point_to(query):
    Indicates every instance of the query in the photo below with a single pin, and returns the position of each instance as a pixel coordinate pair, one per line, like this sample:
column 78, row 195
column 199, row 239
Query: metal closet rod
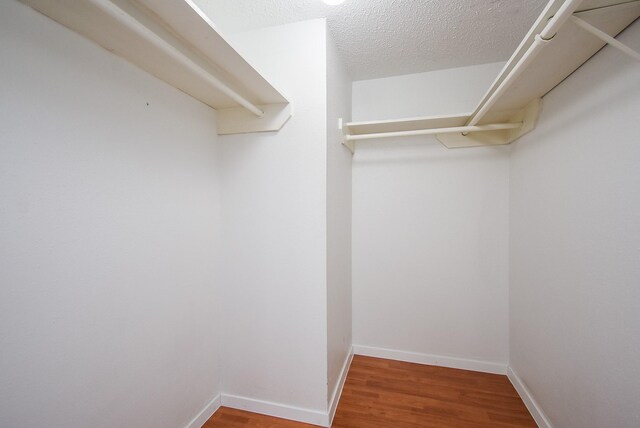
column 605, row 37
column 128, row 21
column 566, row 10
column 449, row 130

▸ **WHAT THE TASK ASKS**:
Please write out all of the lines above word for word, leaving the pictures out.

▸ **RESULT**:
point_to(query):
    Indicates every instance of the query in the photo below with a single pin, and returns the position of each instance as a pixel coordinate pair, one per line, like this sample:
column 78, row 195
column 199, row 239
Query: metal closet rod
column 605, row 37
column 128, row 21
column 566, row 10
column 449, row 130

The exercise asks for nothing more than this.